_Task objective_
Reproduce the following data verbatim in its entirety, omitting the pictures from your answer.
-- START OF Record extracts --
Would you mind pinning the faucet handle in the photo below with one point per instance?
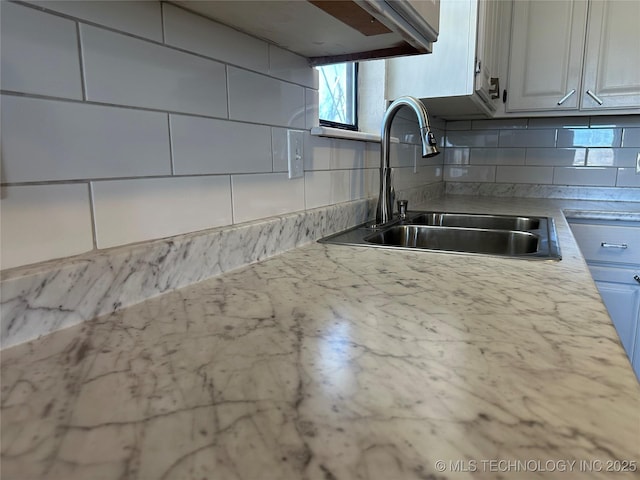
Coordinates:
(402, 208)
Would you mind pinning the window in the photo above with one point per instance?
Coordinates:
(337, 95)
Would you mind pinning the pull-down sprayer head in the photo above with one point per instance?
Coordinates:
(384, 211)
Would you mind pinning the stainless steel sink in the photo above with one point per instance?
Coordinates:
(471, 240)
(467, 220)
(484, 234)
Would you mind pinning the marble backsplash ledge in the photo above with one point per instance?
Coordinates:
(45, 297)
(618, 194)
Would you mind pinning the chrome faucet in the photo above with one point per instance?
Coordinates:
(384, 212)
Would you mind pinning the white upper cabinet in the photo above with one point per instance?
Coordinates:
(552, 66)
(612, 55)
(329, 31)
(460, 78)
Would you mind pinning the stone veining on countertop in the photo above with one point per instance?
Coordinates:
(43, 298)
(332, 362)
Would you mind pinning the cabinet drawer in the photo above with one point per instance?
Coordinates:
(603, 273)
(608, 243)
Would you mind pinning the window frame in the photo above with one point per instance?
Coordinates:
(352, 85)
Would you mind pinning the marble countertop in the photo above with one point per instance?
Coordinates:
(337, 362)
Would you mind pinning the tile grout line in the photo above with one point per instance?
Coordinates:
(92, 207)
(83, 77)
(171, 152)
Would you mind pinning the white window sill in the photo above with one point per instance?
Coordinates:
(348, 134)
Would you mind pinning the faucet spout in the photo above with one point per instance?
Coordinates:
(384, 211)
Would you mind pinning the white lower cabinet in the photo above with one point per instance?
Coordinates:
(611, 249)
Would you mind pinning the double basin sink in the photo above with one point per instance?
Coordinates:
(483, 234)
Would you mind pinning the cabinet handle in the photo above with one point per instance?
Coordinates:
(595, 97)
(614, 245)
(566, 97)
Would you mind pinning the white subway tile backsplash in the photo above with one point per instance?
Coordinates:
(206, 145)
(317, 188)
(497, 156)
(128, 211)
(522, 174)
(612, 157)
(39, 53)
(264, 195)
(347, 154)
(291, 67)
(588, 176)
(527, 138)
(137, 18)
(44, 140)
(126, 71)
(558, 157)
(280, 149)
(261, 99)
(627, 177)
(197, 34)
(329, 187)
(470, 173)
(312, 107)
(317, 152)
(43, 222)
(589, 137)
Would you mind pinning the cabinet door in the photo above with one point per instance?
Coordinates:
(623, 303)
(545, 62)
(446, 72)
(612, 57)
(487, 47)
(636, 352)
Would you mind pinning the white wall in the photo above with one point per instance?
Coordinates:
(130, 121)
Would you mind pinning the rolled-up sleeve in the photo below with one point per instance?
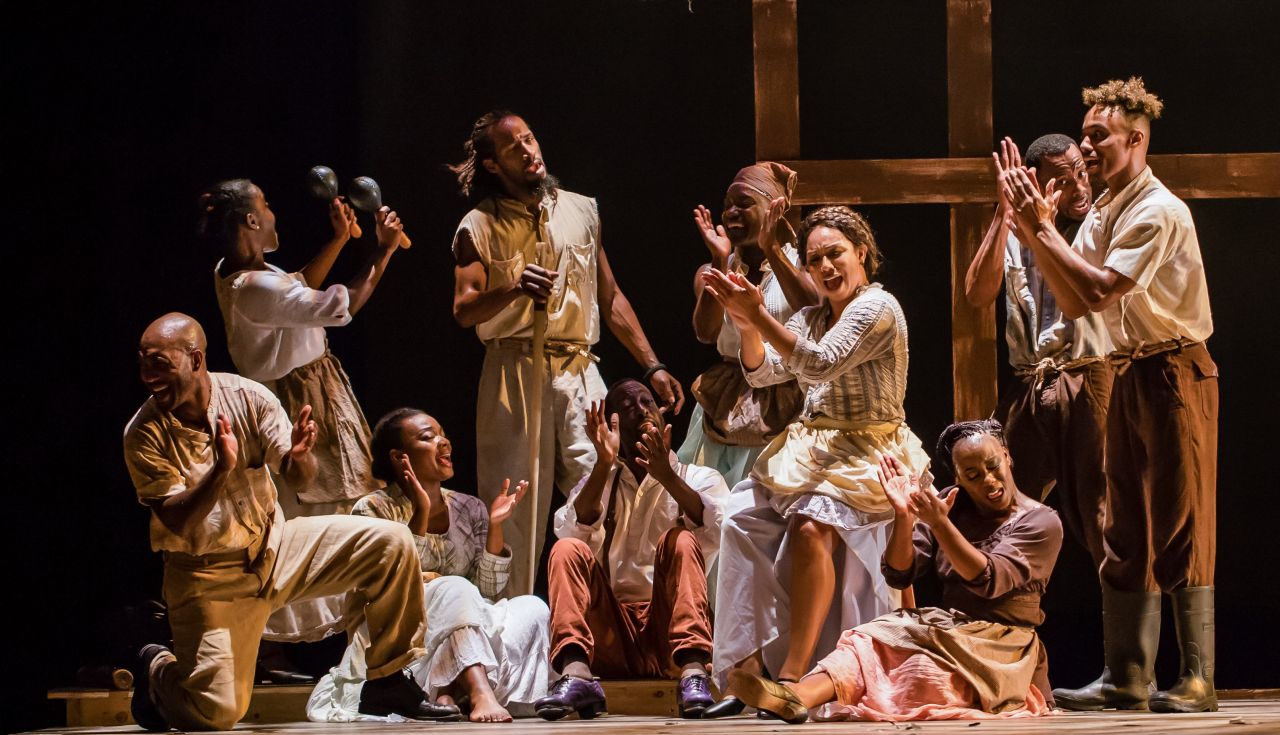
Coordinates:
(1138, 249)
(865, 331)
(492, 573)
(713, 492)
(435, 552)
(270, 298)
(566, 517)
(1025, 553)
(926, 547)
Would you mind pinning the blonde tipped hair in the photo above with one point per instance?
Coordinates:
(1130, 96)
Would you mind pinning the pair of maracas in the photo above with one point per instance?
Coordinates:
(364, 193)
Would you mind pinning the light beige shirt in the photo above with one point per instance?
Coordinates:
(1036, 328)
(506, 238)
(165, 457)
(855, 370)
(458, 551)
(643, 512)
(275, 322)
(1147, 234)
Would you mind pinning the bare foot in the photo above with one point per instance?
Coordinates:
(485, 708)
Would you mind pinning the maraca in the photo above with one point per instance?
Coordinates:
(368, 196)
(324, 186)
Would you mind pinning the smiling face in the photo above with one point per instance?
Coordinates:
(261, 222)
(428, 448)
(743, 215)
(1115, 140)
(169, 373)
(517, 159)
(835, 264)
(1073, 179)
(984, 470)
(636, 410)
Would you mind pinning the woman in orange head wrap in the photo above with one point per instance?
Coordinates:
-- END OF Record extracts --
_Output below_
Would you mind pinning the faucet handle in the photo below with one point per instance?
Coordinates:
(402, 208)
Would you mind pinning the window in the photo above with one point per instance?
Coordinates:
(337, 95)
Would you mind pinning the pull-down sprayer head in the photo above with one point per instance?
Coordinates:
(384, 211)
Would you mind pinning the stainless steel sink in the photo above with one point per instance?
Coordinates:
(471, 240)
(467, 220)
(484, 234)
Would you mind pinning the marble backsplash ledge in the photo above with one point per instance?
Coordinates:
(45, 297)
(618, 194)
Would you mind pinning the chrome faucet in the photo above with one point per instance?
Coordinates:
(384, 212)
Would you mind pinning the white upper cabinet in the photo above with one point per instance?
Coordinates:
(552, 66)
(612, 55)
(329, 31)
(460, 78)
Would you mind pinning the stone veining on countertop in the photo above with one point per instance?
Coordinates:
(43, 298)
(332, 362)
Would you mind pinning the cabinet drawer in the photo above with one point per instance?
Coordinates:
(603, 273)
(608, 243)
Would you mind pinning the window frame in the photo above with one point per instance?
Coordinates:
(352, 85)
Would you mind pinning the marble countertop in the photo above with one point per instance?
Coordinates:
(337, 362)
Would you mind pinning the tile grout line in the photo above with one point per instance?
Coordinates:
(92, 207)
(83, 77)
(171, 152)
Would you mind pinning the white window sill in the photo above with one point per instance?
Coordinates:
(348, 134)
Would you mind pinning the faucet spout in the photo above with one point per instance?
Coordinates:
(384, 211)
Would you mind pinning the white lower cabinet in the photo above with one point per instance?
Coordinates:
(611, 249)
Would you mind pinning the double basin sink in the photo above with one point per instance?
Coordinates:
(483, 234)
Would you mind pinning the cabinet handle in the photo above with one point per instance?
Coordinates:
(595, 97)
(614, 245)
(566, 97)
Would you mind pinning the white subway tile backsplash in the photo above with one point per instance?
Coordinates:
(206, 145)
(317, 188)
(497, 156)
(128, 211)
(522, 174)
(612, 157)
(39, 53)
(264, 195)
(347, 154)
(291, 67)
(588, 176)
(527, 138)
(137, 18)
(44, 140)
(126, 71)
(558, 157)
(280, 149)
(261, 99)
(627, 177)
(197, 34)
(329, 187)
(470, 173)
(312, 107)
(317, 152)
(43, 222)
(589, 137)
Would you mind pinning the cabinet door in the photo above with one point per instance?
Coordinates:
(623, 303)
(545, 62)
(446, 72)
(612, 57)
(487, 47)
(636, 352)
Would you mind pinning the white wall in the photo above with one point per instance?
Coordinates:
(130, 121)
Would you mind pinning the rolled-up sleeve in the photo below with one point per instance?
Coordinates:
(1138, 249)
(865, 331)
(492, 573)
(713, 492)
(435, 552)
(270, 298)
(566, 517)
(1025, 553)
(926, 547)
Would you mind pinning the blonde tipped hair in the photo above with one point per instance?
Coordinates:
(1130, 96)
Would you mind pinning the pair of maracas in the photo above with one point per instance?
Coordinates:
(364, 193)
Would you mind pinning the light beige shirt in the photo above with one point per instance?
Coordinates:
(1036, 328)
(506, 238)
(165, 457)
(855, 370)
(458, 551)
(643, 512)
(275, 322)
(1147, 234)
Would you mind pinning the bare foot in the photo above with one point per instance?
Coordinates:
(485, 708)
Would you mind pinning the maraca in the photo above with one point per instance?
Coordinates:
(368, 196)
(324, 186)
Would you mind pinning the smiling face in the photo above with one point per instance?
Coordinates:
(261, 222)
(428, 448)
(743, 215)
(1115, 140)
(169, 373)
(517, 159)
(835, 264)
(1073, 179)
(984, 470)
(636, 410)
Would you mind pinning the woman in orange head wrap in the photo above with one point per instance?
Coordinates:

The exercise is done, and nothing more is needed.